WHAT IS REQUIRED
When you return the entries, keep every word and mark exactly as it is.

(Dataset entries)
--- START ---

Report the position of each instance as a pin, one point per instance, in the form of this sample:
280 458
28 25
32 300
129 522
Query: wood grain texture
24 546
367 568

--- END ---

OUTPUT OF THE TASK
Report the position of each instance as a pin, one point per instance, in the form of this sample:
280 458
28 25
32 300
129 522
Query: wood grain texture
24 546
367 568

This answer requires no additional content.